Kutipan Pilihan:
*****
Adapun yang dimaksud: “…kambing hanya boleh untuk satu orang, sapi untuk
tujuh orang, dan onta 10 orang…” adalah biaya pengadaannya. Biaya pengadaan
kambing hanya boleh dari satu orang, biaya pengadaan sapi hanya boleh dari
maksimal tujuh orang dst.
Namun seandainya ada orang yang hendak membantu shohibul qurban yang
kekurangan biaya untuk membeli hewan, maka diperbolehkan dan tidak mempengaruhi
status qurbannya. Dan status bantuan di sini adalah hadiah bagi shohibul
qurban. Apakah harus izin terlebih dahulu kepada pemilik hewan?
Jawab: Tidak harus, karena dalam transaksi hadiah tidak dipersyaratkan
memberitahukan kepada orang yang diberi sedekah.
Ketentuan Untuk Sapi & Onta
Seekor Sapi dijadikan qurban untuk 7 orang. Sedangkan seekor onta untuk
10 orang. Dari Ibnu Abbas radhiyallahu’anhu beliau mengatakan, “Dahulu kami
penah bersafar bersama Rasulullah shallallahu ‘alaihi wa sallam lalu tibalah
hari raya Iedul Adha maka kami pun berserikat sepuluh orang untuk qurban seekor
onta. Sedangkan untuk seekor sapi kami berserikat sebanyak tujuh orang.”
*****
Segmen Data:
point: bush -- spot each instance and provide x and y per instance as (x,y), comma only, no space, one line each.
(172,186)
*****
Deskripsi Latihan: Menurut kutipan tentang ketentuan qurban, seekor onta dijadikan qurban untuk berapa orang?

Penyelesaian Soal: Seekor onta dijadikan qurban untuk 10 orang.